### Task directions
Search the entries for the word "form" and return every line where it is found.
### Recorded data
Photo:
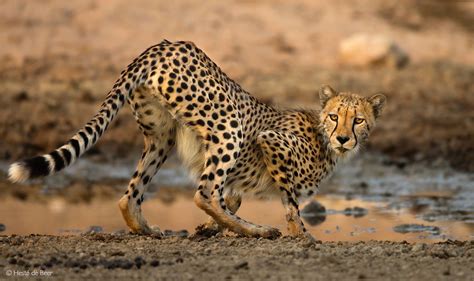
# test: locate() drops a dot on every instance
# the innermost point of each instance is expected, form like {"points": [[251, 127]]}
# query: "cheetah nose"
{"points": [[342, 139]]}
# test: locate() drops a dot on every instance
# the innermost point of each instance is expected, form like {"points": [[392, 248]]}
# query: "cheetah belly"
{"points": [[190, 150]]}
######
### Output of the task
# the innermost point of each instance is expected, form like {"points": [[251, 127]]}
# the innermost point of each instance is expected, form like {"points": [[392, 248]]}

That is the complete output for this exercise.